In previous articles, I discussed the Legal Hold, the Subpoena or CID, the custodian Identification process and Chain of Custody.
Now we need to discuss a very important part of the collection process. In terms of best practices, any data collection should be handled very carefully to avoid changing the data in any way. However, the primary way to collect data is to use a team of forensic experts who will create “forensic images” or collect the data in a “forensically sound” way.
A forensic image is a bit-by-bit image of a particular hard drive. It can be a computer or a server hard drive. It basically means that they collect every tiny bit of data on the hard drive as it existed. The goal is to do a single collection and get everything we need for any future analysis.
It isn't always necessary to image an entire computer or server hard drive. Sometimes we will only need specific file directories that the custodian has pointed us to during their custodial interview. Still, the data is collected very carefully using forensic procedures.
The forensic team will use software like EnCase, FTK Imager or one of several other tools. The files we receive are called “evidence files” and they have file extensions similar to *.ad1, *.e01, *.ex01, *.l01 or *.lx01.
If you are working with a client that is trying to save money or time by letting their IT department perform the data collection and their IT contact is not familiar with forensic images for litigation matters, they may try to use software they already have on hand, like Ghost software, to create a computer image. Be sure to interject and let everyone know that a Ghost image is not the same thing as a forensic image. Fortunately, there are more and more corporations that have their own internal forensic teams to perform data collections.
When you receive the forensic data, be sure to also request a copy of the forensic team's tracking log. It will contain information about exactly what data was collected and from which custodians.
Interesting articles Amy.
I thought I might add a few comments.
There is a key distinction between collecting data for the purposes of eDiscovery and collecting data for a digital forensic investigation of some form.

## Stated task 1
Answer these questions from the text on forensic data collection:
(a) Which two software tools are named as ones a forensic team might use?
(b) What should you also request when you receive the forensic data?
(c) What kind of image is said to be not the same thing as a forensic image?
## Stated task 2
Render this sentence from the text on forensic data collection in Spanish: "When you receive the forensic data, be sure to also request a copy of the forensic team's tracking log."
## Stated task 3
Extend the text on forensic data collection, picking up after its final sentence.
The data that comes next is separate material and not part of the text on forensic data collection.

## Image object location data
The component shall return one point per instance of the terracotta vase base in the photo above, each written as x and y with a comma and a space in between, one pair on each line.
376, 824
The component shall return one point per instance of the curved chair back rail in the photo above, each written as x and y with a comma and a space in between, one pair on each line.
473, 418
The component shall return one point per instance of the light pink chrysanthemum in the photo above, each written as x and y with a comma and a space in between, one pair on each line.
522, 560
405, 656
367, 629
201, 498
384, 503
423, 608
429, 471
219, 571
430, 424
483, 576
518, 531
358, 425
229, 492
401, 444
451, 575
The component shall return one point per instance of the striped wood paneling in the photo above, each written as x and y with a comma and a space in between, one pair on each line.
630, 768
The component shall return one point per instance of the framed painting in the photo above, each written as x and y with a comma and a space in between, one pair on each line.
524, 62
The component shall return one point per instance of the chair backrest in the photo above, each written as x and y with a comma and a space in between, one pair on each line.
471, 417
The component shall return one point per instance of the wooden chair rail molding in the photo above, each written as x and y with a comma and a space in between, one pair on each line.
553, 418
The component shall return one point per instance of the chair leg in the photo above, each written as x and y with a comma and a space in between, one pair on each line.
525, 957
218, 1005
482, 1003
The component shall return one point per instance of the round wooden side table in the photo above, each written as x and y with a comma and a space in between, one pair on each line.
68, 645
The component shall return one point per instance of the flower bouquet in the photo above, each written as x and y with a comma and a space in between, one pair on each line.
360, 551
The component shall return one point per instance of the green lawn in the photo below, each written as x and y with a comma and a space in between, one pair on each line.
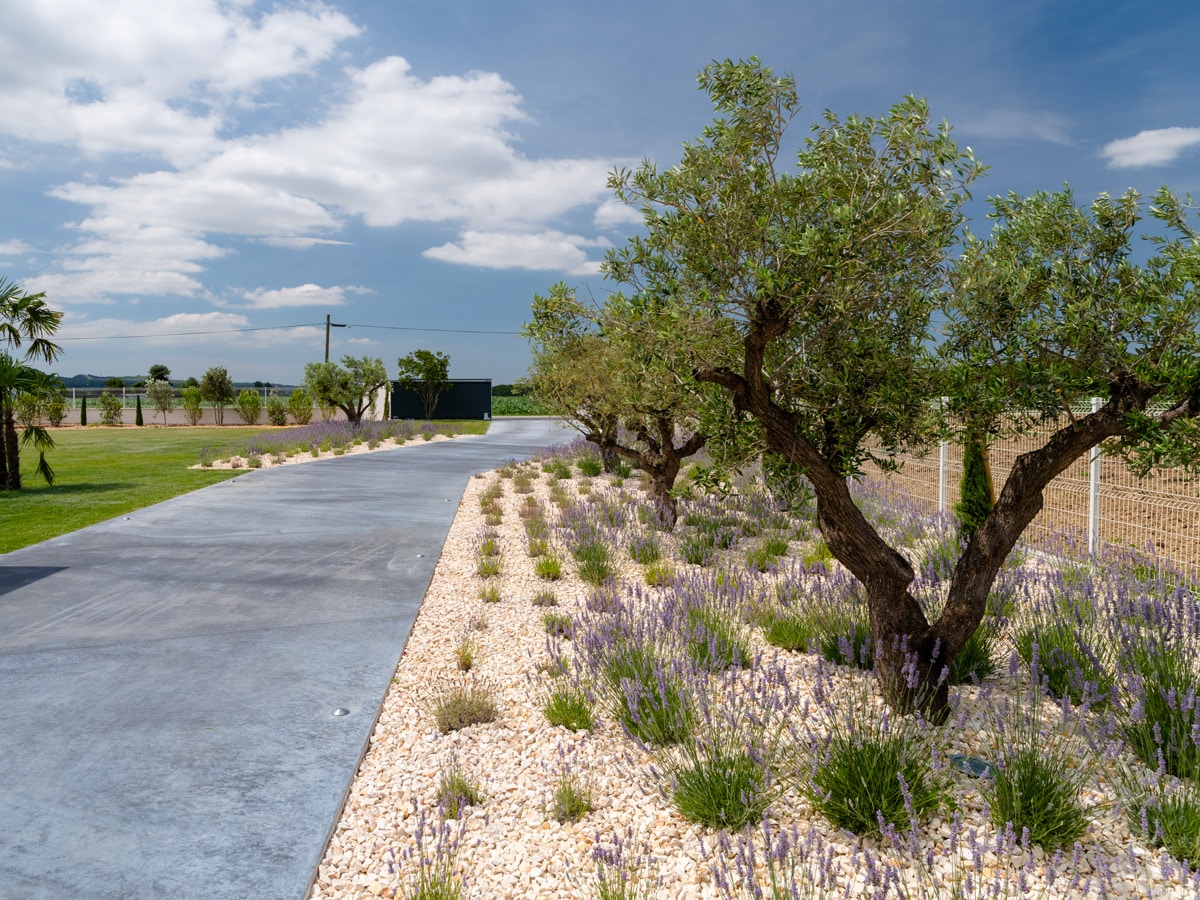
101, 473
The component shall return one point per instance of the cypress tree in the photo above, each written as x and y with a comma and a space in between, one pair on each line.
976, 492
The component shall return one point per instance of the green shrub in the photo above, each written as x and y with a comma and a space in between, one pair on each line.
558, 624
589, 466
109, 409
250, 406
300, 406
571, 801
276, 412
568, 706
457, 791
549, 568
463, 705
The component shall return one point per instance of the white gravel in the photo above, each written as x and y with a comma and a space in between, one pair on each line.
509, 846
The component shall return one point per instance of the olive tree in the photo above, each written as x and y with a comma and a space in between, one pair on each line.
216, 387
825, 279
161, 394
427, 373
351, 387
606, 372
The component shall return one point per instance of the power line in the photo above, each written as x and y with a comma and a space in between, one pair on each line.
280, 328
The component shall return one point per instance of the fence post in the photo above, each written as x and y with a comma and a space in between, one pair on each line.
1093, 493
942, 463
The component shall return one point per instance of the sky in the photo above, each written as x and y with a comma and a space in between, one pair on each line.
202, 183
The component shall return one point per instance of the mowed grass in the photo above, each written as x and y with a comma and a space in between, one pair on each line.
105, 472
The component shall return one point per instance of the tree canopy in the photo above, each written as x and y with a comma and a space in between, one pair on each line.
427, 372
807, 293
351, 387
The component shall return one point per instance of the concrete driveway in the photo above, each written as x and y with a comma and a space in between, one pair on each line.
169, 677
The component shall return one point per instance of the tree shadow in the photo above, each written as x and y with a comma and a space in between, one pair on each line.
18, 576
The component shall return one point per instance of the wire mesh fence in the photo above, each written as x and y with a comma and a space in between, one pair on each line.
1104, 502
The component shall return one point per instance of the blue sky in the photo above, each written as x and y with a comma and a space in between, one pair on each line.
418, 171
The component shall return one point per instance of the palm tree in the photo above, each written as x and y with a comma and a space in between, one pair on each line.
16, 381
24, 318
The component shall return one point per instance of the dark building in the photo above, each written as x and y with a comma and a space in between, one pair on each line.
465, 399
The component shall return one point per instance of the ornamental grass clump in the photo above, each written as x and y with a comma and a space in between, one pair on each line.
869, 768
726, 777
457, 790
465, 703
1038, 777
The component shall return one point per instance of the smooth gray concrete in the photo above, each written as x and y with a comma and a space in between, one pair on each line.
168, 678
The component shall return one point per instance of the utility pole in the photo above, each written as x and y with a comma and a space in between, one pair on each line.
329, 325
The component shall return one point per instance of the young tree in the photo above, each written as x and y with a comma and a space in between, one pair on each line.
606, 373
161, 394
426, 372
216, 387
351, 387
24, 321
250, 406
192, 402
300, 406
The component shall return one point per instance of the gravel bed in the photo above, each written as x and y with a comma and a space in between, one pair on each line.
509, 845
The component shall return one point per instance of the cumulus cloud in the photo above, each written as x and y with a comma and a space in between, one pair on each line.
300, 295
15, 249
546, 250
373, 143
1158, 147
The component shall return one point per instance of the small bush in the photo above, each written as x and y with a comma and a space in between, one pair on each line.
592, 562
643, 549
571, 801
250, 406
659, 574
1037, 791
720, 786
111, 409
568, 706
300, 406
873, 777
558, 624
465, 705
276, 412
589, 466
549, 568
466, 653
457, 791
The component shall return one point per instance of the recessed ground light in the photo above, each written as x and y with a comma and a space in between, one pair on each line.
972, 766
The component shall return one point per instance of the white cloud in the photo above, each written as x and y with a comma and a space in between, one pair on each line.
301, 295
15, 249
150, 77
613, 214
385, 147
301, 243
1150, 148
547, 250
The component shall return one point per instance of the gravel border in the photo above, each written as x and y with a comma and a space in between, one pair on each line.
509, 846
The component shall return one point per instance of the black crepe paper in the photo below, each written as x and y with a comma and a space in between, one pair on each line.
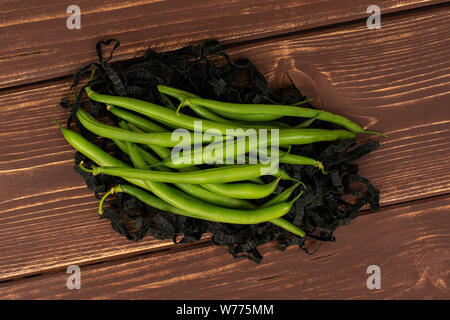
209, 72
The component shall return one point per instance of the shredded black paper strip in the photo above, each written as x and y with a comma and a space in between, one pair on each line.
209, 72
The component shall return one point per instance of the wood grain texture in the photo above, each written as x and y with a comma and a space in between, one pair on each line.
393, 80
35, 43
409, 243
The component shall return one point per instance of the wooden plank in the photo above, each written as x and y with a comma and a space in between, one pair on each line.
37, 45
36, 166
408, 242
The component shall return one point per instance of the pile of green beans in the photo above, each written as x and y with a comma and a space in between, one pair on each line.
223, 191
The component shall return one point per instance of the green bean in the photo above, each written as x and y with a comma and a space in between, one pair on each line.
243, 190
283, 196
222, 193
191, 189
134, 119
241, 146
160, 113
145, 197
282, 223
226, 174
204, 112
177, 198
277, 110
103, 130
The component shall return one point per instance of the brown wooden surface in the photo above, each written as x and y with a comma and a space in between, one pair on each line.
35, 43
394, 80
408, 242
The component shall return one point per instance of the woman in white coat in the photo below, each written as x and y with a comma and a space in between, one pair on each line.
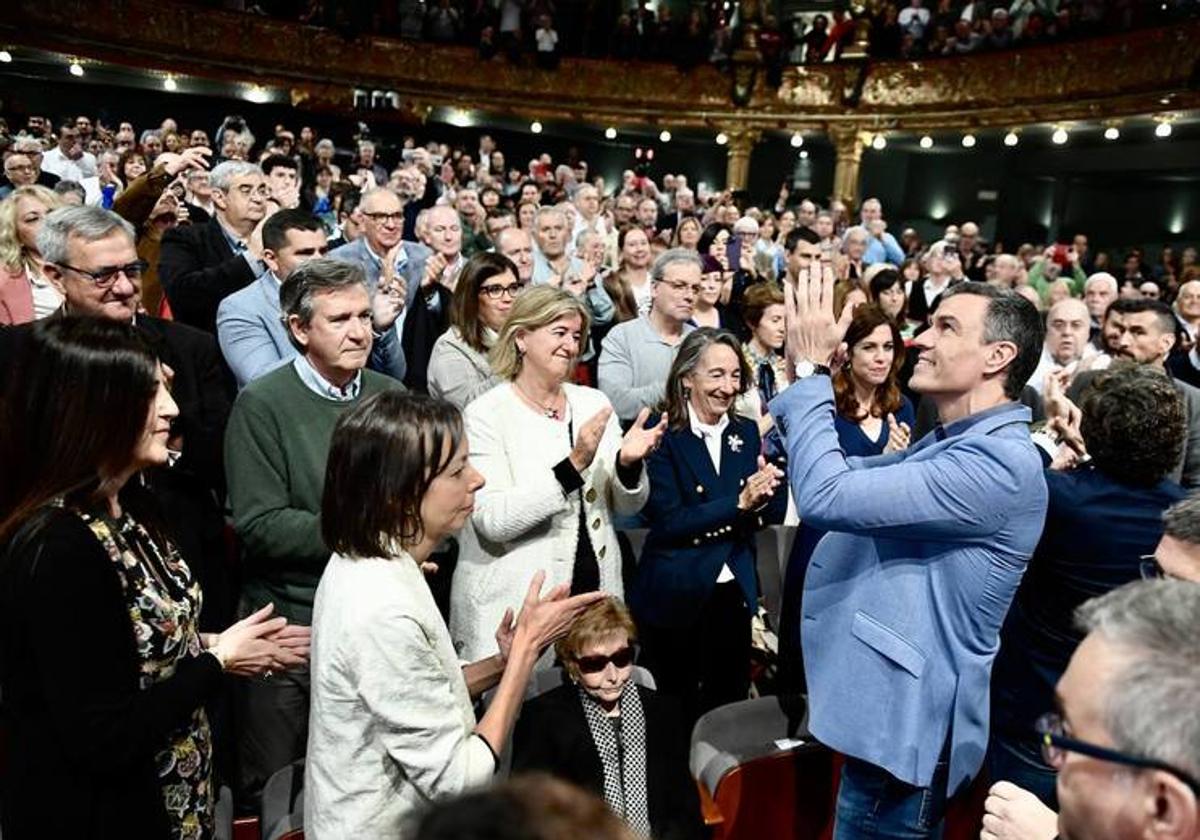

## Task result 1
(a) EnCase and FTK Imager
(b) A copy of the forensic team's tracking log
(c) A Ghost image

## Task result 2
Cuando reciba los datos forenses, asegúrese de solicitar también una copia del registro de seguimiento del equipo forense.

## Task result 3
In digital forensics you are looking at metadata and other information that relates to files that would not normally be visible to a user of the computer. You would also be looking at data that has been deleted, encrypted or perhaps intentionally hidden in some way. In order to do this the process of taking a ‘forensic image’ developed which as you describe involves taking every ‘bit’ of data from a storage device so nothing is missed. Unfortunately 99% of the data you collect is of no use. Unfortunately, with the massive increase in the size of hard disks it is becoming less practical to acquire a full ‘forensic image’ of disks and the advent of relatively cheap Network Attached Storage (NAS) devices makes the situation even worse. For instance, two years ago I undertook an investigation on a device that had 27TB of data.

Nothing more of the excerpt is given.